▸ YOUR INSTRUCTIONS
Repeat the whole of the data, keeping every detail the same.

▸ MATERIAL PROVIDED

————

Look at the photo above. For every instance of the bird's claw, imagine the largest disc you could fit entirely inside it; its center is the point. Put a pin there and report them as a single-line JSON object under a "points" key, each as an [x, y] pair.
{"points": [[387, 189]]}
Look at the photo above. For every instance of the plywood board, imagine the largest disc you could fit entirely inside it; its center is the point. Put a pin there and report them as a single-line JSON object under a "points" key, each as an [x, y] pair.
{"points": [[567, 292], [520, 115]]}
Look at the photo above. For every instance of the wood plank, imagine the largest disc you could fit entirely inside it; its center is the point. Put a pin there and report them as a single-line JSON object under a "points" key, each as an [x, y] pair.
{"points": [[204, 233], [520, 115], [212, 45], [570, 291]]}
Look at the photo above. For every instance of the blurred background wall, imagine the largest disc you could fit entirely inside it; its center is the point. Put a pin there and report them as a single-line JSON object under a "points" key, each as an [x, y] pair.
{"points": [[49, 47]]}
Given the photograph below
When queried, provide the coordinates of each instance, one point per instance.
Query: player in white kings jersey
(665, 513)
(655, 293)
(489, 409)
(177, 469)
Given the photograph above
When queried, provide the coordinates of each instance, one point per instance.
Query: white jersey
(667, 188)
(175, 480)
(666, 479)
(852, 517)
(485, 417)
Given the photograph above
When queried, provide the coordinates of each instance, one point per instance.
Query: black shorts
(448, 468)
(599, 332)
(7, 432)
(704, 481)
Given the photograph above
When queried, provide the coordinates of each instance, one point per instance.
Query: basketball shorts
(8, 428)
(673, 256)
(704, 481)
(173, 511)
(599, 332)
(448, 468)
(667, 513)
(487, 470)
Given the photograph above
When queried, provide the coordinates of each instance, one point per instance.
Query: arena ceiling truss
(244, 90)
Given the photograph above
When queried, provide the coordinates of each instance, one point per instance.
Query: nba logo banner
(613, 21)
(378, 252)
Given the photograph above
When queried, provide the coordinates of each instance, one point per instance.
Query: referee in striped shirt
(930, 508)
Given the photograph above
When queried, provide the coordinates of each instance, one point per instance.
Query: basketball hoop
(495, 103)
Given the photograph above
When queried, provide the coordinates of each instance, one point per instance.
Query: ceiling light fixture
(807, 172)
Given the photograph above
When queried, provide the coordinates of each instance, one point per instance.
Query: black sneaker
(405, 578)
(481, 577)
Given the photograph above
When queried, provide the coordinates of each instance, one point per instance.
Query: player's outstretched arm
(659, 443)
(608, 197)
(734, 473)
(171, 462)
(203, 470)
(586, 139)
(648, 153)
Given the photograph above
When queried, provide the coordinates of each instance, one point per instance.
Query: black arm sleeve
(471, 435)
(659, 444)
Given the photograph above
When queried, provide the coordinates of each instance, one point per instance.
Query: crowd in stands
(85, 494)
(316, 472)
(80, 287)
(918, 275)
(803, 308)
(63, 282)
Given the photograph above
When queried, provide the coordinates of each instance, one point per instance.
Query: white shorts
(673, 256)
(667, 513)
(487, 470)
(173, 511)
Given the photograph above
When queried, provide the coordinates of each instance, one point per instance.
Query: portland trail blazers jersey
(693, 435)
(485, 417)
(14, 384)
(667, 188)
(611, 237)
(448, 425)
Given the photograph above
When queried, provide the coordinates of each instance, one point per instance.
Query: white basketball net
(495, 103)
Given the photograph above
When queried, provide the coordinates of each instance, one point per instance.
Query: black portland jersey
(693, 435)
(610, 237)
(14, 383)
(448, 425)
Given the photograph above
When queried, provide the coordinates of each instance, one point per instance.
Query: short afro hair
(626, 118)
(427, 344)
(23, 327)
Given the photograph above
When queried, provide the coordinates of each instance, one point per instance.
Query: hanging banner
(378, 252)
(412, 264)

————

▸ RESULT
Look at the photo above. For every instance of the bird's claw, imagine the largest disc you could fit entirely inside it; its center is the point. Put a pin there and report them as a single-line JSON object under a "points" key, each as an [x, y] pair.
{"points": [[387, 189]]}
Look at the photo above. For every instance of the plywood board, imagine the largest disc you could fit entirely inside it; its center is the point. Put a pin there and report them as a single-line JSON object under a "points" key, each as an [x, y] pair.
{"points": [[567, 292], [520, 115]]}
Look at the photo above. For every instance of the wood plank, imagine the largest disc you could fit entirely inside it; its center is the point. Put a pin there and report them as a single-line JSON object under a "points" key, each as an [x, y] pair.
{"points": [[204, 233], [520, 115], [212, 45], [570, 291]]}
Look at the photo above. For every instance of the blurred background wall, imagine the largest disc you could fit entirely inside it; its center is the point. Put a pin there and report them as a single-line JSON object under a "points" key, each as an [x, y] pair.
{"points": [[49, 47]]}
Given the photograph below
When queried, provide the coordinates of each instance, one point per instance.
Query: player in white kings jersey
(665, 513)
(655, 293)
(489, 409)
(177, 469)
Given the photograph above
When queried, provide the coordinates of each instance, one point per instance.
Query: white jersey
(667, 188)
(175, 480)
(666, 479)
(852, 517)
(485, 417)
Given the photograph above
When queried, provide the coordinates of each instance, one point per instance.
Query: black shorts
(448, 468)
(599, 332)
(7, 432)
(704, 481)
Given the photograph above
When queried, provide the coordinates of each instance, one point per instance.
Query: basketball shorts
(8, 428)
(673, 256)
(704, 481)
(173, 511)
(599, 332)
(448, 468)
(667, 513)
(487, 470)
Given the photograph above
When queried, provide the coordinates of each instance, one point per instance.
Query: arena ceiling truss
(244, 90)
Given the photograph above
When queried, provide the coordinates of each instance, one point per instance.
Query: nba logo banner
(613, 21)
(378, 252)
Given the photograph above
When queried, provide the coordinates of each instance, one point per instance.
Query: referee in striped shirt
(930, 508)
Given the photograph above
When queried, provide the coordinates of each instance, one point per instance.
Query: basketball hoop
(495, 103)
Given the photograph above
When queried, provide the coordinates of each instance, one point per instance.
Query: ceiling light fixture
(807, 172)
Given the photograph above
When queried, provide the coordinates of each instance, one point per instance.
Query: black sneaker
(405, 578)
(481, 577)
Given the photograph above
When queried, provide the coordinates of each instance, one point per instance.
Query: player's outstretched arm
(659, 443)
(608, 197)
(734, 473)
(171, 462)
(203, 470)
(586, 139)
(648, 153)
Given the photograph above
When queried, provide the coordinates of each instance, one point per instance.
Query: black arm sleeve
(471, 435)
(659, 444)
Given the photograph above
When queried, provide the coordinates of each instance, one point per instance.
Query: crowd in stands
(85, 494)
(316, 472)
(80, 287)
(918, 275)
(803, 308)
(63, 282)
Given the photograph above
When queried, provide the coordinates of each instance, one point per instance.
Query: white shorts
(673, 256)
(667, 513)
(487, 470)
(173, 511)
Given the photograph above
When queried, provide the coordinates of each instance, one point per instance.
Query: portland trail blazers jersey
(693, 435)
(485, 417)
(14, 384)
(667, 188)
(611, 237)
(448, 425)
Given the photograph above
When queried, provide the coordinates of each instance, one point per instance.
Query: white basketball net
(495, 103)
Given the photograph above
When queried, provide the coordinates of each instance, one point per instance.
Query: black portland jersey
(693, 435)
(610, 237)
(14, 383)
(448, 425)
Given the photograph above
When queried, provide the coordinates of each instance, one point per instance.
Query: short afro hair
(626, 118)
(427, 344)
(23, 327)
Given the photograph above
When queried, provide the coordinates of each instance, one point per instance.
Query: hanging banner
(378, 252)
(412, 264)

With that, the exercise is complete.